● **Task to carry out**: The entries should be restated word for word.
─── Records provided
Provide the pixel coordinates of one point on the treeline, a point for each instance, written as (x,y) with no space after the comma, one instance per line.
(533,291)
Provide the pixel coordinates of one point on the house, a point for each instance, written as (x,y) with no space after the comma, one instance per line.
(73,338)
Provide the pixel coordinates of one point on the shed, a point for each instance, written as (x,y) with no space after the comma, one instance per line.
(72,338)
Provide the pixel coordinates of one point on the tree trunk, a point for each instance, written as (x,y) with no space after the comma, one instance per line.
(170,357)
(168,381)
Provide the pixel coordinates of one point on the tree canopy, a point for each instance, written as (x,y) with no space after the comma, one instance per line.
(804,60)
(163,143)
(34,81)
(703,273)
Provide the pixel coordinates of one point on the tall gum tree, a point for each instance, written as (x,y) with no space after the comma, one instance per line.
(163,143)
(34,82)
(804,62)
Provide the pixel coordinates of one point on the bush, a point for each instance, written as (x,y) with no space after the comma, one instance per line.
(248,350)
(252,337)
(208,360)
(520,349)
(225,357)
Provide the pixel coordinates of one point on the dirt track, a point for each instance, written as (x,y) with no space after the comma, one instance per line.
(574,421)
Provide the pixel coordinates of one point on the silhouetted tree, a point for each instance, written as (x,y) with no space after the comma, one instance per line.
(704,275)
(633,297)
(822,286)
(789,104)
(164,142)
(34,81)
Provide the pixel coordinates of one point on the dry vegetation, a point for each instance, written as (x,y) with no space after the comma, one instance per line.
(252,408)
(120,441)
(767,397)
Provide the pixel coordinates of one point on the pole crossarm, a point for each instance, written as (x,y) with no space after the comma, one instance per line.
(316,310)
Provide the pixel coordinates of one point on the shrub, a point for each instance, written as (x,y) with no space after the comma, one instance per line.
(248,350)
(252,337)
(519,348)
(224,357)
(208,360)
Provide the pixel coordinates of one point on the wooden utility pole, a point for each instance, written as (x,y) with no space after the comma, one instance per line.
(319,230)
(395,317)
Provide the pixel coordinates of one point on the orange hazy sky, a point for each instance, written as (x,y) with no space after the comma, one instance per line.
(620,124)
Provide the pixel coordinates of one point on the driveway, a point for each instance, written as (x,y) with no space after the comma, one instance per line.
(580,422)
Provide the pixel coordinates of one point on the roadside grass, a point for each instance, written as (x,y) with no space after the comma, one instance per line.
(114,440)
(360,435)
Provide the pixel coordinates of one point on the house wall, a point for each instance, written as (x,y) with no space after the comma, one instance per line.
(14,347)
──────
● **Your solution**:
Provide the pixel coordinates of one point on the treeline, a point for each instance, written as (x,y) with no space after the comma, one instance per line.
(533,291)
Provide the pixel coordinates of one point on the house, a point for each instance, written as (x,y) with no space after the comma, one instance per line.
(73,338)
Provide the pixel coordinates of one point on the shed, a point for each instance, written as (x,y) with no space after the comma, one instance per line.
(72,338)
Provide the pixel coordinates of one point on the tree trunk, a point for each instance, written as (x,y) with no space after the comma, one instance per line.
(170,357)
(168,381)
Provide the pixel coordinates of one point on the tree canopy, a point for each instance, written as (x,y) with no space after the comma, one instance per line.
(804,60)
(163,143)
(34,81)
(703,273)
Provide the pixel coordinates of one point on the tall gum tree, a point for each instance, written as (x,y) with no space after the comma, one instance per line.
(163,143)
(34,82)
(804,62)
Provide the pixel coordinates of one point on the bush, a point for each instance, written as (x,y) with no space after the comma, one instance per line.
(248,350)
(252,337)
(208,360)
(520,349)
(225,357)
Provide the pixel coordinates of one point on the dirt track, a point for each instance, written as (x,y) with no space after the comma, one instance per line.
(574,421)
Provide the pixel coordinates of one point on the silhouetted tree, a point for each instance, written as (x,y) with no space after the comma, one instance per line.
(704,275)
(633,297)
(822,286)
(789,104)
(164,142)
(34,81)
Provide the pixel coordinates of one point on the dry vegetation, a point for each instance, written as (x,y) with no space after the comma, one instance per line.
(252,408)
(120,441)
(767,397)
Provide the pixel coordinates of one point on the pole crossarm, a point for each instance, written as (x,y) with no space after the comma, one instance per line.
(316,310)
Provide the pixel coordinates of one point on the shrub, a point for each instance, written as (x,y) with no space after the comma, one instance per line.
(248,350)
(252,337)
(519,348)
(224,357)
(208,360)
Provide the pixel coordinates of one point on the wooden utility pole, a point for each instance, written as (x,y) with no space after the comma, one instance per line.
(319,230)
(395,317)
Provide the pixel coordinates of one point on the orange hazy sky, a point for each instance, written as (x,y) with no space after the comma, one instance per line.
(620,124)
Provide the pixel coordinates of one point on the driveway, a point for each instance, written as (x,y) with no space after the comma, one instance per line.
(580,422)
Provide the pixel coordinates of one point on the roadside grass, a point for each instance, written as (x,y) with no space after the comma, one instance per line.
(114,440)
(360,435)
Provide the pixel coordinates of one point on the house wall, a point for each instance, written as (x,y) with no space after the comma, one instance per line.
(14,347)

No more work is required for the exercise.